**EXERCISE DIRECTIONS**. Each line from the one that contains "of the rough" through the end of the entries should be repeated exactly, with nothing added.

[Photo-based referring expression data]
==*==
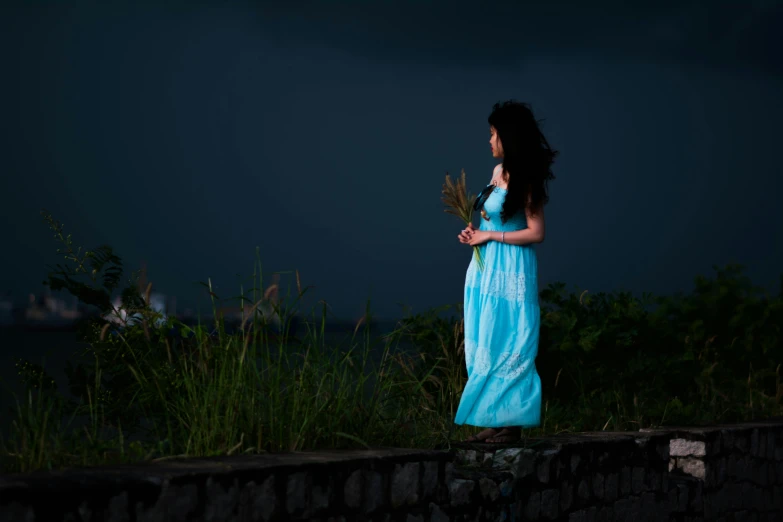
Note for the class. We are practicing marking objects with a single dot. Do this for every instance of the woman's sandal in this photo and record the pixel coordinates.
(483, 436)
(505, 436)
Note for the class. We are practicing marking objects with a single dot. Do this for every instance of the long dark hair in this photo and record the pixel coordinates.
(527, 157)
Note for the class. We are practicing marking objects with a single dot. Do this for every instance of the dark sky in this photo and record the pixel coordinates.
(321, 132)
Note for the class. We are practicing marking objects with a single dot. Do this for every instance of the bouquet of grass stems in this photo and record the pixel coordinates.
(460, 203)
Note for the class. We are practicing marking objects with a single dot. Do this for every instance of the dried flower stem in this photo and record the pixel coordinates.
(460, 203)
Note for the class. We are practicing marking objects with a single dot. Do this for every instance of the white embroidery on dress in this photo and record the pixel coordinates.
(498, 283)
(508, 365)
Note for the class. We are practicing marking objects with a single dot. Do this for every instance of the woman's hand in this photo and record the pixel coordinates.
(478, 237)
(466, 233)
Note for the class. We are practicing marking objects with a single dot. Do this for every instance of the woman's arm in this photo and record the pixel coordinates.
(534, 233)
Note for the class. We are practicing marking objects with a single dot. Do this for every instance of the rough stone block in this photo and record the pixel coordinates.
(429, 484)
(583, 489)
(182, 500)
(550, 503)
(622, 508)
(575, 460)
(352, 490)
(460, 491)
(296, 492)
(691, 466)
(405, 484)
(533, 505)
(625, 481)
(258, 501)
(637, 480)
(687, 448)
(598, 486)
(437, 514)
(610, 487)
(489, 490)
(566, 495)
(374, 492)
(544, 468)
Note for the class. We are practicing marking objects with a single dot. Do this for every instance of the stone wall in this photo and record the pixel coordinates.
(722, 473)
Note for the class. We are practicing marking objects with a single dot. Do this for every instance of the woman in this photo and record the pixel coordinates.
(502, 317)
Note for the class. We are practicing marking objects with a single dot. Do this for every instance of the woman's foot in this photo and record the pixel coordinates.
(482, 436)
(506, 435)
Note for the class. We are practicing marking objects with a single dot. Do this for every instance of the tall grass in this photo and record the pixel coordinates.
(158, 388)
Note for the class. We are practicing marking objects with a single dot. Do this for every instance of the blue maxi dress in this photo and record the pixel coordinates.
(502, 319)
==*==
**SOLUTION FOR THIS TASK**.
Note for the class. We are practicing marking objects with a single dot. Do this for every instance of the rough stone block in this photo and record the pixel coordinates.
(429, 484)
(583, 489)
(182, 500)
(550, 503)
(622, 508)
(575, 460)
(352, 490)
(460, 491)
(296, 492)
(691, 466)
(405, 484)
(533, 505)
(625, 481)
(258, 501)
(637, 480)
(687, 448)
(598, 486)
(437, 514)
(610, 487)
(489, 490)
(566, 495)
(374, 492)
(544, 468)
Note for the class. We are practicing marking objects with a single dot. Do this for every instance of the stone wall in this photo and record the pixel coordinates.
(722, 473)
Note for the class. We are practicing marking objects with a single dot. Do this for every instance of the woman in this photo and record the pixel coordinates.
(502, 317)
Note for the class. We are practicing marking objects with a single dot. Do this for every instance of the woman's foot in this photo and record the pixel coordinates.
(482, 436)
(506, 435)
Note for the class. We are practicing marking objects with a single dot. Do this for every instance of the tall grass in this photo and record the pixel coordinates.
(158, 388)
Note for the class. We are practicing marking objects with a single dot. Do this for every instance of the blue maxi dress in this photo and record the pixel coordinates.
(502, 319)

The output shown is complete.